Quote the listing below in its entirety.
::::::
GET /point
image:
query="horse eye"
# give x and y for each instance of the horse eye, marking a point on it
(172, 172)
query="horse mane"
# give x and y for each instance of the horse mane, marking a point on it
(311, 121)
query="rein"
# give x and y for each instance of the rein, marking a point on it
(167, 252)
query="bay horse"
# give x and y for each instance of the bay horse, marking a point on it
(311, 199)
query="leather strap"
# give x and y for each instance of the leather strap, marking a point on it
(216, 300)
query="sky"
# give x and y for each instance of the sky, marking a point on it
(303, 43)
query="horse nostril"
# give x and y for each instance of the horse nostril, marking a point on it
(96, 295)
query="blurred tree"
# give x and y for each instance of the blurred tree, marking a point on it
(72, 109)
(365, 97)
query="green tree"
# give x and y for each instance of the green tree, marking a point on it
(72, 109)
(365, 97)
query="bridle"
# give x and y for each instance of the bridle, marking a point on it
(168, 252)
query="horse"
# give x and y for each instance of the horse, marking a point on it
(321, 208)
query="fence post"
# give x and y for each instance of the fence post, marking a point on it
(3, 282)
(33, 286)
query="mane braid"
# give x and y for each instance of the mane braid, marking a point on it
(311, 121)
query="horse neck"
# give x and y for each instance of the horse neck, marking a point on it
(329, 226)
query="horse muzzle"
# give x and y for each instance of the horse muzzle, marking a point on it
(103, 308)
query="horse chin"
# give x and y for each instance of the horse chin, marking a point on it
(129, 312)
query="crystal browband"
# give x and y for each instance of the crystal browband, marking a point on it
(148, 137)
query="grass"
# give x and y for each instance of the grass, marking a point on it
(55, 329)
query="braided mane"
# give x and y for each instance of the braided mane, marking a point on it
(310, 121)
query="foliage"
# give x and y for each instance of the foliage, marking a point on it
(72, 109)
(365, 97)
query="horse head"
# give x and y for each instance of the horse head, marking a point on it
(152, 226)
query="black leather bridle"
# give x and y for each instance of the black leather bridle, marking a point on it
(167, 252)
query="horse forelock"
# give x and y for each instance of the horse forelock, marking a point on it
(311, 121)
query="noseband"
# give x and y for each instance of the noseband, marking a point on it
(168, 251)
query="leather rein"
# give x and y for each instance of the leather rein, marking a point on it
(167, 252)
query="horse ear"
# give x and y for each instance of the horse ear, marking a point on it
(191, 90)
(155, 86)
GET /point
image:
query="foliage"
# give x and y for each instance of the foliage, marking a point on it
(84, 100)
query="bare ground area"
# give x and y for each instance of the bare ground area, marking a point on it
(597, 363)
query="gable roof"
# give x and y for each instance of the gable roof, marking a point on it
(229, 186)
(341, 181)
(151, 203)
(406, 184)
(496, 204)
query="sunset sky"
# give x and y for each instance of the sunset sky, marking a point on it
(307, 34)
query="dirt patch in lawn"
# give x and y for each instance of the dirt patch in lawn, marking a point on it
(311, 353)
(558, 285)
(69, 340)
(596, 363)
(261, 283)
::::::
[ANSWER TO THIS TASK]
GET /point
image:
query="horse eye"
# give x and y for each instance of the horse eye, marking a point on it
(172, 172)
query="horse mane"
# give x and y for each instance of the horse mane, marking a point on it
(311, 121)
query="rein"
# give x and y for each instance of the rein, marking a point on it
(167, 252)
query="bay horse"
# give x and y for each instance of the bay horse, marking a point on it
(311, 199)
query="leather strap"
# give x and y for each instance of the leather strap, marking a point on it
(216, 300)
query="sky"
# give x and y for each instance of the sky, marking a point on it
(303, 43)
query="horse nostril"
# give x and y for each instance of the horse nostril, marking a point on it
(96, 295)
query="blurred tree"
# give x and y for each instance of the blurred tree, marking a point on it
(72, 109)
(365, 97)
query="green tree"
# give x and y for each instance of the green tree, marking a point on it
(72, 109)
(365, 97)
query="bridle"
# give x and y for each instance of the bridle, marking a point on it
(168, 252)
query="horse"
# give x and y for each instance of the horse, marking a point on it
(321, 208)
query="fence post"
# give x and y for each instance of the fence post, marking a point on it
(3, 282)
(33, 286)
query="mane braid"
# give x and y for each instance of the mane braid, marking a point on it
(311, 121)
query="horse neck"
# give x and y for each instance of the horse neck, marking a point on it
(329, 226)
query="horse muzzle"
# give x and y for each instance of the horse muzzle, marking a point on it
(103, 308)
query="horse chin"
# give x and y for each instance of the horse chin, marking a point on it
(129, 312)
query="crystal browband"
# give x and y for each instance of the crystal browband, marking a point on it
(148, 137)
query="grass"
# give x and y for each instance of the grass, marking a point on it
(55, 329)
query="braided mane"
# give x and y for each instance of the braided mane, marking a point on it
(310, 121)
query="foliage"
# give x and y for each instance of the foliage, marking a point on it
(72, 109)
(365, 97)
query="horse head"
# give x and y for each instance of the horse head, marking a point on it
(152, 226)
query="black leather bridle"
# give x and y for each instance of the black leather bridle, marking a point on it
(167, 252)
query="horse forelock"
# give x and y for each instance of the horse forelock, marking a point on it
(311, 121)
query="noseband"
# give x and y for each instance of the noseband, marking a point on it
(168, 251)
query="leather rein"
# give x and y for each instance of the leather rein, marking a point on it
(167, 252)
query="horse ear"
# give x and y for each instance of the horse ear, marking a point on it
(191, 90)
(155, 86)
GET /point
image:
query="foliage"
# give x and y for each instance of the foliage, marking a point on it
(84, 100)
query="bare ground area"
# give x and y for each instance of the bare ground area, marking a point on it
(597, 363)
query="gable roof"
# give x and y for each instance of the gable roof, marking a point on it
(229, 186)
(341, 181)
(151, 203)
(406, 184)
(496, 204)
query="sunset sky"
# give x and y for each instance of the sunset sky, marking a point on it
(307, 34)
query="dirt patch in lawn"
# give x and y for each instance of the dirt patch in lawn, marking a point on it
(311, 353)
(558, 285)
(69, 340)
(596, 363)
(261, 283)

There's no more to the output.